What you need to do: Copy the lines from the one containing "porch, dropping a point on every instance." through the end of the material, swapping "dropping a point" for "placing a marker" and changing nothing else.

#####

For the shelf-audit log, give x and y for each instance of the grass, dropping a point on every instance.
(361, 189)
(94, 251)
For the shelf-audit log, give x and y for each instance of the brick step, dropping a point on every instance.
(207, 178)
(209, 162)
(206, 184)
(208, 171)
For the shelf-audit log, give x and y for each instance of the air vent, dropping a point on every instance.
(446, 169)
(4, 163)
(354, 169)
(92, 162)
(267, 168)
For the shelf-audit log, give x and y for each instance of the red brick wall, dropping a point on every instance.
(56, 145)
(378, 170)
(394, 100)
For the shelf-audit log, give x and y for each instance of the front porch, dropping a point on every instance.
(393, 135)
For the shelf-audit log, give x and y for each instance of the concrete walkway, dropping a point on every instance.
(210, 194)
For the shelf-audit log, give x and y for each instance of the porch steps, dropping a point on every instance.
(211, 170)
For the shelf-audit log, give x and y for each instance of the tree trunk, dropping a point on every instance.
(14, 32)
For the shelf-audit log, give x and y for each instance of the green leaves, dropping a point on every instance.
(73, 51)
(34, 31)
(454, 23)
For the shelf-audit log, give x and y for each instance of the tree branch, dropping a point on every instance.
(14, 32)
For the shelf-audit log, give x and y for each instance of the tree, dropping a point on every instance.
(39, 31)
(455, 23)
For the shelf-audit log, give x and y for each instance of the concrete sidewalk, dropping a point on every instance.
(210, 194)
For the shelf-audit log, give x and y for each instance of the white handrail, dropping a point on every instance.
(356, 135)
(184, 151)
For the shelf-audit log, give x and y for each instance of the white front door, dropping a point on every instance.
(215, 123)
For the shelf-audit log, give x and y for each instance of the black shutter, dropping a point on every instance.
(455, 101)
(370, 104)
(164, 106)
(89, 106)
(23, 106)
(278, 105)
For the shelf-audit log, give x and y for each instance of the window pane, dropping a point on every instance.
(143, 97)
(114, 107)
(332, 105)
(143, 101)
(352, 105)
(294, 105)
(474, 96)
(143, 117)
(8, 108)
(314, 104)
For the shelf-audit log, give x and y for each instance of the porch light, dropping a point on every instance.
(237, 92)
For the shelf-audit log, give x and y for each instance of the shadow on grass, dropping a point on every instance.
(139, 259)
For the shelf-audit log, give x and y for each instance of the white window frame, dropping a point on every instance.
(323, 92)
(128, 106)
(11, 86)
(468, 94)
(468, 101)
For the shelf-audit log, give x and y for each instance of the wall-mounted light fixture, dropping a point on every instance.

#####

Exercise solution:
For the shelf-audit log, give x and y for each instance of the front porch, placing a marker on every instance.
(393, 135)
For the shelf-audit log, give x and y for each instance of the concrete walkway, placing a marker on every instance.
(210, 194)
For the shelf-audit log, give x and y for each instance of the porch steps, placing a marker on every instance.
(211, 170)
For the shelf-audit log, give x and y for each instance of the tree trunk, placing a marker on every instance.
(14, 32)
For the shelf-audit log, give x and y for each instance of the green leaves, placing a marker on every instance.
(73, 51)
(34, 31)
(454, 23)
For the shelf-audit log, give x and y for each instance of the tree branch, placing a marker on every instance.
(14, 32)
For the shelf-audit log, give x and y for each instance of the tree, placing a marker on every instance.
(39, 31)
(455, 23)
For the shelf-audit log, give x and y for each instance of the concrete sidewalk, placing a marker on every instance.
(210, 194)
For the shelf-audit log, give x and y for each instance of the white handrail, placing a marker on every instance.
(356, 135)
(184, 151)
For the shelf-audit log, give x and y for each instance of the white front door, placing a marker on every instance.
(215, 123)
For the shelf-audit log, give x and y for each instance of the black shutter, placing a marker on every instance.
(455, 101)
(370, 104)
(164, 106)
(89, 106)
(23, 106)
(278, 105)
For the shelf-audit log, give x and y for each instance of the window pane, placing a marker on every instance.
(143, 97)
(114, 107)
(332, 105)
(143, 101)
(352, 105)
(294, 105)
(474, 96)
(143, 117)
(8, 108)
(314, 104)
For the shelf-audit log, give x and y for each instance of the porch light, placing a marker on every instance.
(237, 92)
For the shelf-audit log, give x and y for each instance of the shadow on grass, placing a marker on every instance.
(139, 259)
For the shelf-audit log, give x and y for each instance of the white window frame, placing a marker on every instance.
(323, 92)
(128, 106)
(11, 86)
(468, 94)
(468, 101)
For the shelf-audit log, give x and y for each instance of the wall-mounted light fixture, placing a marker on every instance.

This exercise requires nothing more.